RECORDED DATA =>
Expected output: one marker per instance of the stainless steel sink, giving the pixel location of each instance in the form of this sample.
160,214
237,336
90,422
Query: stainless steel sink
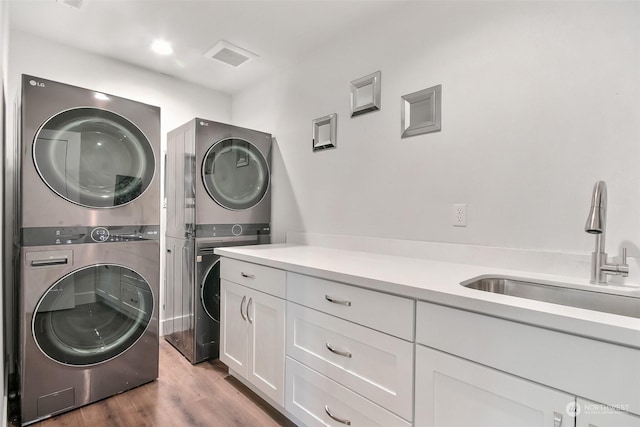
623,305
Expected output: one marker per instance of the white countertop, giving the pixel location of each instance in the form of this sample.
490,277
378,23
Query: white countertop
439,282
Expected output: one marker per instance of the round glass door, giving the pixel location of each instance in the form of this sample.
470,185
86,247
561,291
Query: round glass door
210,291
92,315
93,157
235,174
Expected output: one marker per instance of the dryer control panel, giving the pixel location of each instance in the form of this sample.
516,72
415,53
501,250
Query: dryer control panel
45,236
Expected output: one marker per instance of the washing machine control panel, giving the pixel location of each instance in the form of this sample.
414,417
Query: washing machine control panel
45,236
100,234
232,230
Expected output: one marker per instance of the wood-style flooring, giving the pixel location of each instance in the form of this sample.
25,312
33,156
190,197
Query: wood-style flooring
183,395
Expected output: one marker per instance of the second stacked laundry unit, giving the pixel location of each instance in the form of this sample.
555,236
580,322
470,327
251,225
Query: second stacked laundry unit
218,194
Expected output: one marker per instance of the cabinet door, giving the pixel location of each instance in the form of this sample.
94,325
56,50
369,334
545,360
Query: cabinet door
591,414
266,367
234,328
454,392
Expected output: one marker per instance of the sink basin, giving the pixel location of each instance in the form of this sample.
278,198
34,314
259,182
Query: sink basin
623,305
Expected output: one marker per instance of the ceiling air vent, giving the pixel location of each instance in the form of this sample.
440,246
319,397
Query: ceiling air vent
73,3
229,53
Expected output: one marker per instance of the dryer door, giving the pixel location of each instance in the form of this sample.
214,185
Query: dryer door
92,315
210,290
93,157
235,174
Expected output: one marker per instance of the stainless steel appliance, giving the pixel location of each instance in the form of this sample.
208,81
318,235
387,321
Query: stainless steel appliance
88,158
218,194
193,295
88,316
218,181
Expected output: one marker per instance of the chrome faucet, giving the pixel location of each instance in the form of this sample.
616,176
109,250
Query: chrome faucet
597,224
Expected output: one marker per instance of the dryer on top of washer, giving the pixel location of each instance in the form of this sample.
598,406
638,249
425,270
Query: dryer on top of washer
217,181
87,158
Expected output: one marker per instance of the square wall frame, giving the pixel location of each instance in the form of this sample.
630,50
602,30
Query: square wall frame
421,112
324,132
365,94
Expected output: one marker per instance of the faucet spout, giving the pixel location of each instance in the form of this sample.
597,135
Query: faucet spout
597,224
597,219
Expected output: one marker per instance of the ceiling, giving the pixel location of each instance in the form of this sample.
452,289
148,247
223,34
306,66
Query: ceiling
277,31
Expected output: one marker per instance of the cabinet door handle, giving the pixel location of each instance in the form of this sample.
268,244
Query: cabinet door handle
248,304
340,420
338,352
244,298
337,301
557,419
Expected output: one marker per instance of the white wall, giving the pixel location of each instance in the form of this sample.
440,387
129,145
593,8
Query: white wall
4,36
179,101
540,100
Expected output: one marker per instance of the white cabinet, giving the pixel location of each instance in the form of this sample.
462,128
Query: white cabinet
355,340
454,392
375,365
252,336
318,401
591,414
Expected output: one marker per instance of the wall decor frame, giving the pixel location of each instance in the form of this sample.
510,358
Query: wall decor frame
365,94
325,132
421,112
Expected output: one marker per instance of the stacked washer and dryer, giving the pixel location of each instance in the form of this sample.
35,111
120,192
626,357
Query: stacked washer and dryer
218,194
89,256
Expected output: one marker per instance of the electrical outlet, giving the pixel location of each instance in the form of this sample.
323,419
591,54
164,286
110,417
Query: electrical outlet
459,215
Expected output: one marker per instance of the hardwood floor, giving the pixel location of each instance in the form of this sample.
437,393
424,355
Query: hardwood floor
183,395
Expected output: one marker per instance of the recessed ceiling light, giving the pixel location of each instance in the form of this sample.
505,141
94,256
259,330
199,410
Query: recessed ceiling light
162,47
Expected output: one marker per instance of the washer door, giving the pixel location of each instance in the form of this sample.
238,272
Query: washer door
210,291
235,174
92,315
93,157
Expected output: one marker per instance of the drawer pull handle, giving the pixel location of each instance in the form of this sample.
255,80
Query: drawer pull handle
557,419
337,301
48,262
340,420
244,298
338,352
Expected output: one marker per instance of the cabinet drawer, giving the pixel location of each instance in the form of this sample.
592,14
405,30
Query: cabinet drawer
383,312
310,396
373,364
264,279
556,359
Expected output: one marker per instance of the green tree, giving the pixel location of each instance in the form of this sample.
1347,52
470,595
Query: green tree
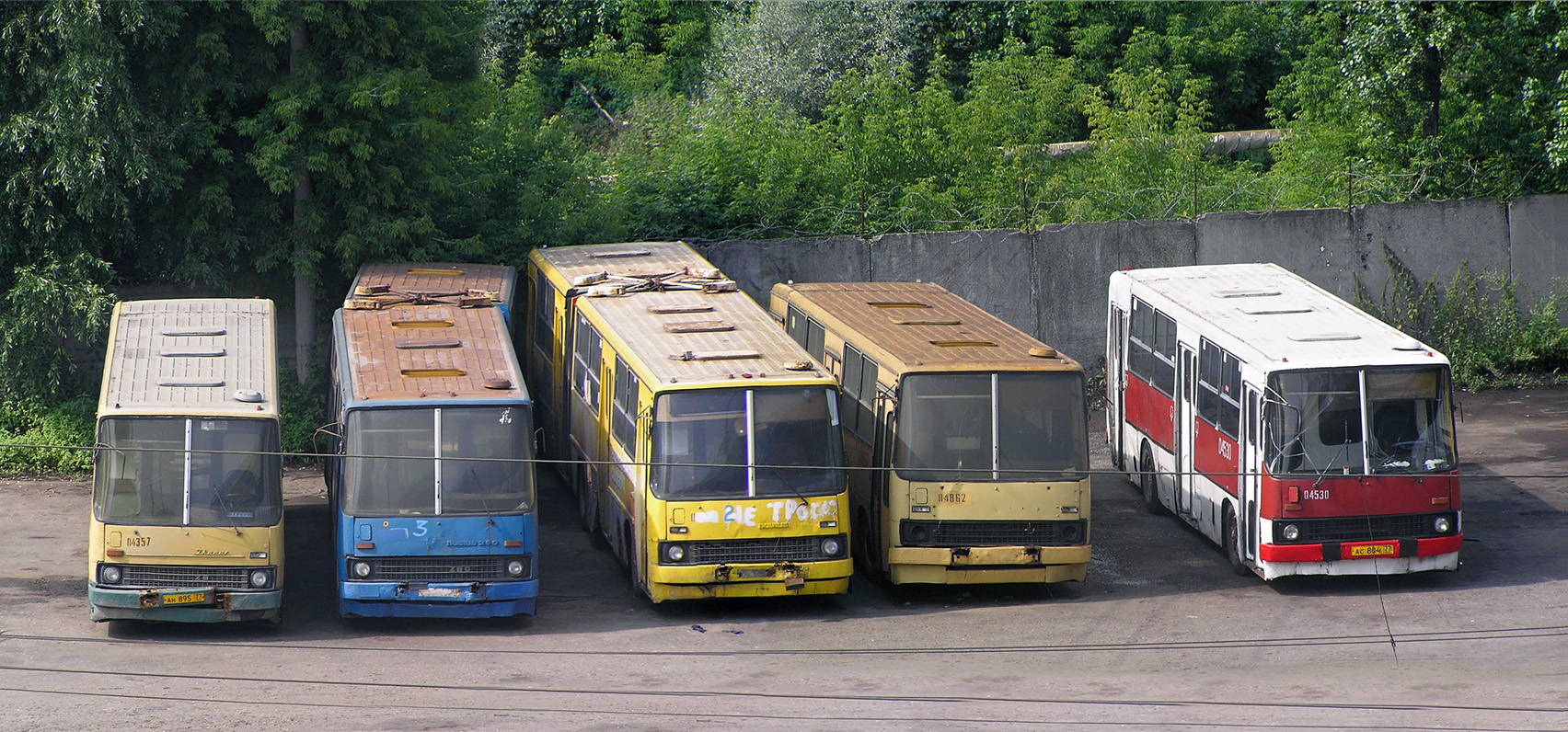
363,132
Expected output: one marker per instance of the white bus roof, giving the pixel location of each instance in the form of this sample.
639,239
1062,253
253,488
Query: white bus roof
191,356
1274,318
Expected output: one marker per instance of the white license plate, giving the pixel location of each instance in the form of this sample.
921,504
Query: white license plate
441,593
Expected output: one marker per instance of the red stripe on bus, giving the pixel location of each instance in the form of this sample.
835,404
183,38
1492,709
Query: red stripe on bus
1440,546
1291,552
1148,411
1209,455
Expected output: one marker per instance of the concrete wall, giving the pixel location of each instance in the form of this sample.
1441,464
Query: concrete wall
1051,282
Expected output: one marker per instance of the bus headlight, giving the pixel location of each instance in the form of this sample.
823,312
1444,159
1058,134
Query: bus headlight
1071,532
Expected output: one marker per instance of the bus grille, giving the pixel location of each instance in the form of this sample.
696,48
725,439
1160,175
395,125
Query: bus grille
445,567
993,533
755,551
1360,529
154,576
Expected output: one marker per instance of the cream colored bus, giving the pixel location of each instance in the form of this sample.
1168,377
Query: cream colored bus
966,438
187,503
703,444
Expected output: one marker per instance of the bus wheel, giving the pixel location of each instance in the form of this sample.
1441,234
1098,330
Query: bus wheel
1233,543
1149,483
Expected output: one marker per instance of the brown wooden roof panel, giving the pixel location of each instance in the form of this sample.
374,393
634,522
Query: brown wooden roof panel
419,282
408,353
921,326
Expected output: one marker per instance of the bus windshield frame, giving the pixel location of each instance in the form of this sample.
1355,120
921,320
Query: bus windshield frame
745,444
997,427
1314,422
174,471
469,460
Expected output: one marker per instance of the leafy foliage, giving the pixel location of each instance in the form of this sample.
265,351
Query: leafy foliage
68,425
1478,322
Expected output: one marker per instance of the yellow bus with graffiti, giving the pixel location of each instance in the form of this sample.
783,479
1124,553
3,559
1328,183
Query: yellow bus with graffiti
966,438
187,483
701,442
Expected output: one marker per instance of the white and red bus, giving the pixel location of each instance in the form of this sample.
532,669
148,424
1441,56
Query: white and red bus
1297,431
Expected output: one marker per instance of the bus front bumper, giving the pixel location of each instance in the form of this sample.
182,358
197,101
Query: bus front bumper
215,605
748,580
438,599
986,565
1349,558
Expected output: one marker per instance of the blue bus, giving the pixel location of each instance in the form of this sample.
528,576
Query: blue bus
432,478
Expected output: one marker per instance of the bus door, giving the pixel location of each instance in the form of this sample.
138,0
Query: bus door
882,463
1186,425
1250,483
1115,382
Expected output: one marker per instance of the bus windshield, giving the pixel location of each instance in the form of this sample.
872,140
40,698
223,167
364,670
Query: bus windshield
991,427
1314,422
481,461
195,472
746,442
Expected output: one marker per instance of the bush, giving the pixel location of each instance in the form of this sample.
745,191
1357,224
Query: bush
1478,323
64,429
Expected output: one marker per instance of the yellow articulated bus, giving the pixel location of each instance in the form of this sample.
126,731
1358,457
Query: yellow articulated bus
187,502
966,438
704,442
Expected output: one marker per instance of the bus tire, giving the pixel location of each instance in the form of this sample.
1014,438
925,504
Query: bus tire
1149,483
1231,535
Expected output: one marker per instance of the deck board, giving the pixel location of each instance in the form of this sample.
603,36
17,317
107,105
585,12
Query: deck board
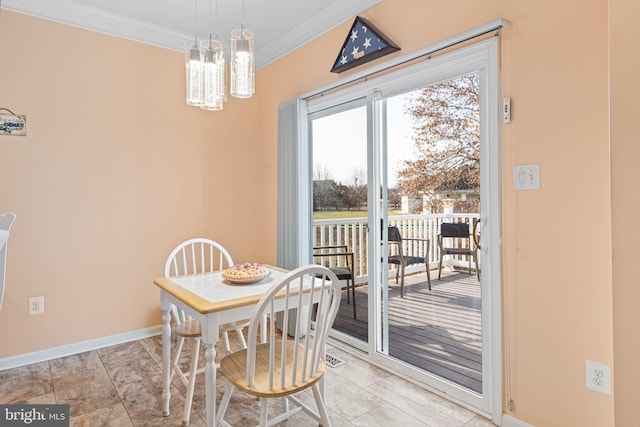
439,331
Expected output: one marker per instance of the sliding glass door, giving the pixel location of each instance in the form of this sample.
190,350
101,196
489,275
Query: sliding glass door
394,159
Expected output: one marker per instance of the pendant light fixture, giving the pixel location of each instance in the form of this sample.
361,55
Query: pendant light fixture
242,61
214,71
194,66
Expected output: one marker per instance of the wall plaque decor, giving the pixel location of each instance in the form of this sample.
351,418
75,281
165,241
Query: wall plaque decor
12,124
363,44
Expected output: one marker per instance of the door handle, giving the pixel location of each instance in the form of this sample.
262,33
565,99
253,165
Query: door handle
474,233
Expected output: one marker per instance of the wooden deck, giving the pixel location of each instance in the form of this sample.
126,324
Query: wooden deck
438,331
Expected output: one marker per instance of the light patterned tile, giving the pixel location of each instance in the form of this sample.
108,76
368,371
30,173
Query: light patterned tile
427,407
387,415
356,370
110,416
22,385
348,400
479,421
85,390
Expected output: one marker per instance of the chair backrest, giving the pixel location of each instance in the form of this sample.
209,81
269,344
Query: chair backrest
394,234
457,229
296,360
197,255
5,225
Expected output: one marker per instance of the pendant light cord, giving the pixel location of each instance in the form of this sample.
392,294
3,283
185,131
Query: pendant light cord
242,22
210,21
195,20
217,21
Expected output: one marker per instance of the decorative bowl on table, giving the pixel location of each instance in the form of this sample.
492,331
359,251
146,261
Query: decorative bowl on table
245,273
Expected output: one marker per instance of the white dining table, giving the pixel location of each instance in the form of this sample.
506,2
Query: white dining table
213,301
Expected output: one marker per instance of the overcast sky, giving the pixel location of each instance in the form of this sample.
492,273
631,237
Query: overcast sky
340,141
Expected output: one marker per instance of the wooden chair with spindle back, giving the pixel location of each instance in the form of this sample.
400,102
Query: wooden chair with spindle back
197,255
286,365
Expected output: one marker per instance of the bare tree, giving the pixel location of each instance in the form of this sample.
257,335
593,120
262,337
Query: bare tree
447,138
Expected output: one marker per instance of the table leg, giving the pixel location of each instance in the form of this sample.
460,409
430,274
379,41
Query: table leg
166,358
210,383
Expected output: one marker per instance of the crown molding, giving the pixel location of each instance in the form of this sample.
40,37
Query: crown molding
303,33
77,14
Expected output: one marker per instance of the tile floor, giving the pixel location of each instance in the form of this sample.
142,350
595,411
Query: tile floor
121,386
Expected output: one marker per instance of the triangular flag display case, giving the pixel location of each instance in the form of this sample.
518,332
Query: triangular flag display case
363,44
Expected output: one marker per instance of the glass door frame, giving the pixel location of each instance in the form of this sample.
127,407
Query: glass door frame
481,57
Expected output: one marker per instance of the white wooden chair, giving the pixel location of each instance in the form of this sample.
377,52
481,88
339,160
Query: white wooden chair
196,256
285,365
5,224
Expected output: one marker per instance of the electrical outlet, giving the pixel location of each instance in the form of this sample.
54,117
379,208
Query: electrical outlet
598,377
36,305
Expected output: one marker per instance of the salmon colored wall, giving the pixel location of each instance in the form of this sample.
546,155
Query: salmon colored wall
116,170
556,241
625,199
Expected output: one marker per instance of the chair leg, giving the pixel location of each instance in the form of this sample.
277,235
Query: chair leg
227,345
263,412
243,342
176,358
322,408
224,403
188,401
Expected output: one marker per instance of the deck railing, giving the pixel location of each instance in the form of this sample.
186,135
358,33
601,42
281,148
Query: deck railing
353,233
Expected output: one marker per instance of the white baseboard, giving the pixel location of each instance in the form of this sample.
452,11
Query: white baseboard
75,348
509,421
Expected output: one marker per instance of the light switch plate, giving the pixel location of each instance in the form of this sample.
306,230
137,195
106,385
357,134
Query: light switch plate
526,177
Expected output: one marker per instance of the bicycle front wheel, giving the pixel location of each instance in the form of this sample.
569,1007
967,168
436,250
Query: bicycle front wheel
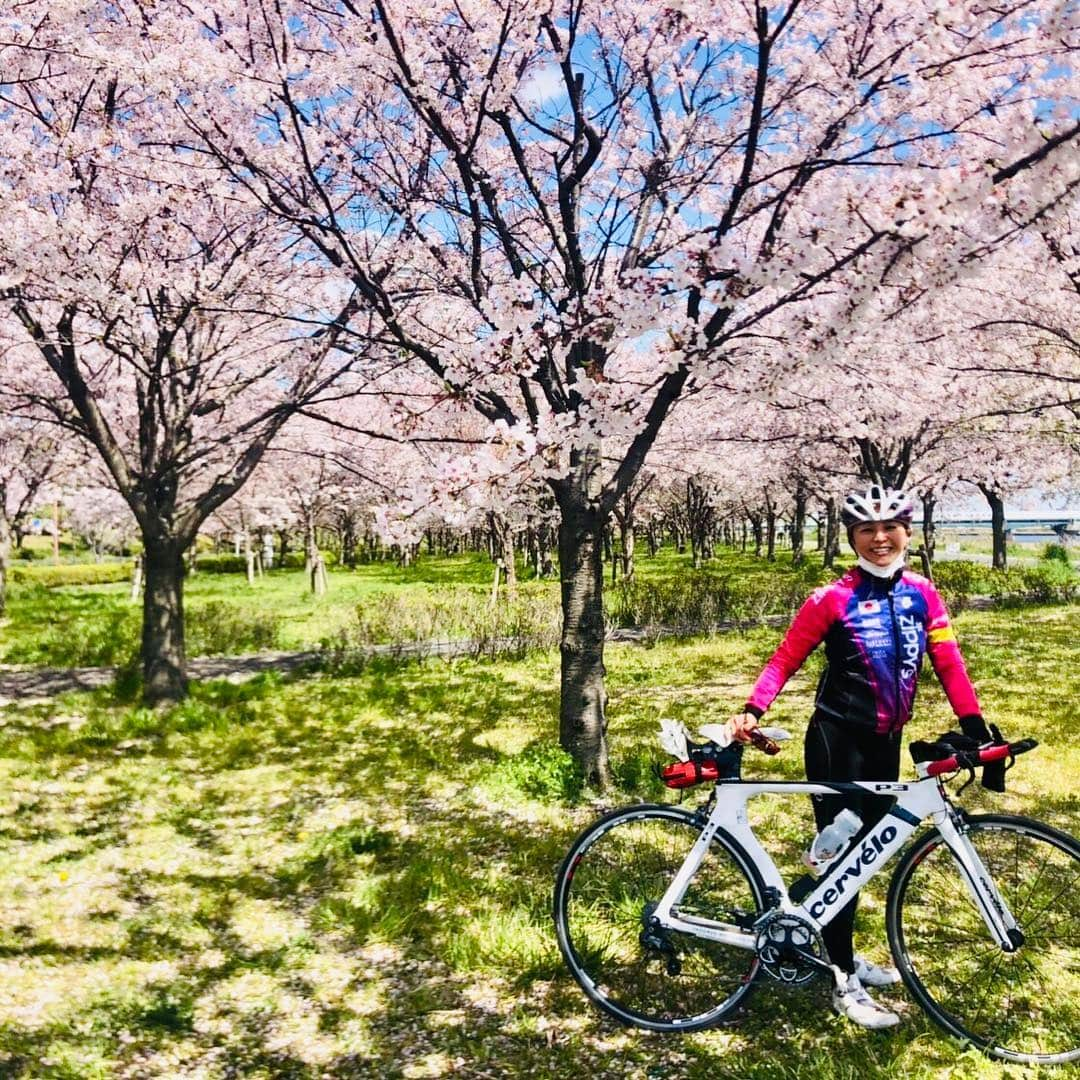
1020,1007
608,886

EXERCISE TASK => Beginning with the line that contains "white baseboard, giving" in the data above, please copy each line exactly until the last line, both ends included, skipping any pictures.

COMPLETED EXERCISE =>
Expected output: one marker per instance of the white baseboard, giving the pixel location of each instance in the form of this sample.
452,11
Query: white baseboard
75,348
509,421
Expected output: one marker per instance of the light switch plate, giving the pixel location of each instance in the form of this sample.
306,230
137,195
106,385
357,134
Query: light switch plate
526,177
Expected output: one marker per instance of the bicycle front wheel, giving the pixel location of each instance in the form of this sample.
569,1007
967,168
436,250
Query: bicycle front wheel
1020,1007
608,886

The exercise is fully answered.